La prise en charge d’Eddy Floor Tools

À leur arrivée, MM. Rostomian et Partovi ont pu constater qu’Eddy 91 était une petite entreprise qui ne se donnait pas les moyens de rivaliser avec les grands joueurs internationaux. « Le fondateur, même s’il a fait beaucoup de choses, n’avait pas la vision internationale qu’Adel et moi avions, révèle Alfred Rostomian. On est très fier de dire que le nom Eddy Floor Tools est désormais reconnu en Amérique du Nord, tout particulièrement aux États-Unis où nos plus gros clients sont Home Depot et Lowe’s. On a également commencé à vendre certains de nos produits en Europe depuis 2019, notamment en France et en Allemagne », ajoute-t-il.

D’ailleurs, l’entreprise nicolétaine a été la lauréate du prix MercadOr en tant qu’Exportateur Étoile 2022 dans la catégorie Diversification 5M$ et moins. Ce sont 89% de son chiffre d’affaires qui provient de l’extérieur du Québec, et 56% en dehors du Canada.

Pour ce faire, les deux entrepreneurs n’ont pas chômé durant les cinq dernières années. Selon leur estimation, c’est au-delà de 100 éléments distincts qui ont été améliorés au fil des années, que ce soit la vente et le marketing, la disposition de la chaine de production et la machinerie, ainsi que l’emballage, le design, l’ergonomie et la sécurité du produit.

Tout est dans les détails! « Le marketing était quasiment inexistant. Ce n’était que du bouche-à-oreille un peu passif. Il n’y avait pas de stratégie pour approcher le marcher. Il faut que tu donnes des arguments, il faut que tu convainques les clientèles de prendre ton produit! », insiste Alfred Rostomian.

Plus de 100 000$ ont également été investis dans l’entretien du bâtiment et du terrain situés dans le parc industriel de Nicolet. « Aucun investissement n’avait été fait pour l’entretien du bâtiment dans les deux dernières décennies. La toiture est flambant neuve, on a asphalté autour du bâtiment et on a déboisé l’arrière du terrain », énumèrent les entrepreneurs. S’il le souhaite, le nouveau propriétaire aura l’espace nécessaire pour prendre de l’expansion et construire un nouveau bâtiment de la même grandeur que celui déjà existant, s’il le souhaite.

Le marché de niche d’Eddy

Eddy Floor Tools conçoit et fabrique des outils de préparation de plancher avec comme objectif de rendre les travaux faciles, sécuritaires et efficaces. « On a une technologie pensée différemment. N’importe qui peut louer nos outils et effectuer le travail! », assure Alfred Rostomian.

Données d'ancrage texte-région
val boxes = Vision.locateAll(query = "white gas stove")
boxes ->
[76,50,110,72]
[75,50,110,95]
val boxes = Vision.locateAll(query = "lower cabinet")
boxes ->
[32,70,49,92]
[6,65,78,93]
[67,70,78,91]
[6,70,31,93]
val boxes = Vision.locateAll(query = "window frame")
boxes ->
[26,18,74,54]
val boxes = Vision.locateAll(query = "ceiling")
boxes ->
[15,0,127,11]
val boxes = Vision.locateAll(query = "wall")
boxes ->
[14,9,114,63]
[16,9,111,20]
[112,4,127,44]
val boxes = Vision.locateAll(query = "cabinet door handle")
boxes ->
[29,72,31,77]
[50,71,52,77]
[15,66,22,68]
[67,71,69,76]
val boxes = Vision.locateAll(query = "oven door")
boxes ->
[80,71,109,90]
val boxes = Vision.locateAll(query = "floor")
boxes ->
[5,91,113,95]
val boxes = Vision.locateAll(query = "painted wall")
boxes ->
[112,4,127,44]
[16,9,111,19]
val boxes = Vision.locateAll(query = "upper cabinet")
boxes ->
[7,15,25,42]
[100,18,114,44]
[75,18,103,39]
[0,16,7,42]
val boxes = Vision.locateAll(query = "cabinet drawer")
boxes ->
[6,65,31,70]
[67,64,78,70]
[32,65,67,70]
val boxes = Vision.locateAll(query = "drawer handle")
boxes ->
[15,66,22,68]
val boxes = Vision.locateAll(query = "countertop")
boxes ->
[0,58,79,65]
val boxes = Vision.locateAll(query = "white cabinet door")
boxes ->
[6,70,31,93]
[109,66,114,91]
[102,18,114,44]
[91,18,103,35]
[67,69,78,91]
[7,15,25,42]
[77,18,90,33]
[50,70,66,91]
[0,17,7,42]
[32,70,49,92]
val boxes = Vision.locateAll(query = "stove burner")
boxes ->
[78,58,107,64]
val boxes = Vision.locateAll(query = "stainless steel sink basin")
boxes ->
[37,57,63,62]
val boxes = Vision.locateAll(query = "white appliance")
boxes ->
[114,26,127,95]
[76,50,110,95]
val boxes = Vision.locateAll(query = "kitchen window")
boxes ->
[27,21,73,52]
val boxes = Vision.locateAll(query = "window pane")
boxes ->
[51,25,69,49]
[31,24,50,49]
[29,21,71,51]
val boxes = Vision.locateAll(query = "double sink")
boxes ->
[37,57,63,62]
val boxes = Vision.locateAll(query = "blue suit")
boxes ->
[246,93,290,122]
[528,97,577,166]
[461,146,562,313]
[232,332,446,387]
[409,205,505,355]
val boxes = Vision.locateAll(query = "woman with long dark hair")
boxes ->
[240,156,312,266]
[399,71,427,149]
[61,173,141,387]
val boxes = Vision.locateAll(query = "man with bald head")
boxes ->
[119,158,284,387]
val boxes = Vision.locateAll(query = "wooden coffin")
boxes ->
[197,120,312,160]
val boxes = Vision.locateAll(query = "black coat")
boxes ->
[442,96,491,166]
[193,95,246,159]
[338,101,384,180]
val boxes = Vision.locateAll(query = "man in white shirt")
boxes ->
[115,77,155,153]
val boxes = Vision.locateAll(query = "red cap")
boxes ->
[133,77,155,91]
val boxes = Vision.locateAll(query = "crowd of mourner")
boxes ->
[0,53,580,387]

### ACTIVITÉ 1
Recopiez sans rien changer le passage de l'article sur Eddy Floor Tools qui s'ouvre sur les mots contenant « Tout est dans » et se referme sur « s’il le souhaite. ».
### ACTIVITÉ 2
Poursuivez l'article sur Eddy Floor Tools en reprenant juste après sa dernière phrase.

### ZONE DE RÉPONSE 1
Tout est dans les détails! « Le marketing était quasiment inexistant. Ce n’était que du bouche-à-oreille un peu passif. Il n’y avait pas de stratégie pour approcher le marcher. Il faut que tu donnes des arguments, il faut que tu convainques les clientèles de prendre ton produit! », insiste Alfred Rostomian.

Plus de 100 000$ ont également été investis dans l’entretien du bâtiment et du terrain situés dans le parc industriel de Nicolet. « Aucun investissement n’avait été fait pour l’entretien du bâtiment dans les deux dernières décennies. La toiture est flambant neuve, on a asphalté autour du bâtiment et on a déboisé l’arrière du terrain », énumèrent les entrepreneurs. S’il le souhaite, le nouveau propriétaire aura l’espace nécessaire pour prendre de l’expansion et construire un nouveau bâtiment de la même grandeur que celui déjà existant, s’il le souhaite.

### ZONE DE RÉPONSE 2
« Nos outils sont reconnus pour être compacts et légers, et ce sont les deux caractéristiques les plus importantes de notre niche, mentionne-t-il. Quelqu’un qui cherche quelque chose de portatif aimera notre machinerie. »

Chez Eddy, on retrouve des grattoirs à plancher, des polisseuses, des ponceuses et des brise-tuiles. Les anciens propriétaires révèlent que deux nouveaux produits ont été développés au cours des deux dernières années et sont prêts, à quelques détails près, à être lancés sur le marché; au plus grand bonheur du nouveau propriétaire qui prendra bientôt les rênes de l’entreprise. Il s’agit de deux outils un peu plus costauds que ce que l’on retrouve déjà chez Eddy.

C’est Adel Partovi qui est responsable de la recherche et du développement. « J’œuvre à l’amélioration de la qualité des produits existants afin de faire la différence entre notre produit et celle de la compétition. On écoute le client, leurs suggestions et leurs attentes », témoigne M. Partovi. La vente est plutôt la force de son collègue.

Pandémie et ingéniosité

Pour Adel Partovi et Alfred Rostomian, pandémie ne rime pas avec accalmie. Malgré un arrêt de quelques semaines de leur production, les deux entrepreneurs ont plutôt vu une opportunité dans ce fléau mondial.

En effet, les deux hommes ont visé un nouveau marché en créant l’entité SANicolet. « Ce n’est pas juste un projet, car l’entité en est à sa troisième année », disent-ils fièrement.

Il s’agit de vaporisateurs et de brumisateurs à piles conçus pour des produits sanitaires qui, une fois la Covid-19 terminée, peuvent être utilisés pour arroser les plantes à la maison ou encore pour le traitement des moisissures par des entreprises de nettoyage et de décontamination.

« On a beaucoup de succès avec ça! On a d’ailleurs trouvé un distributeur en Europe qui a commencé à développer son marché avec nos produits », concluent-ils.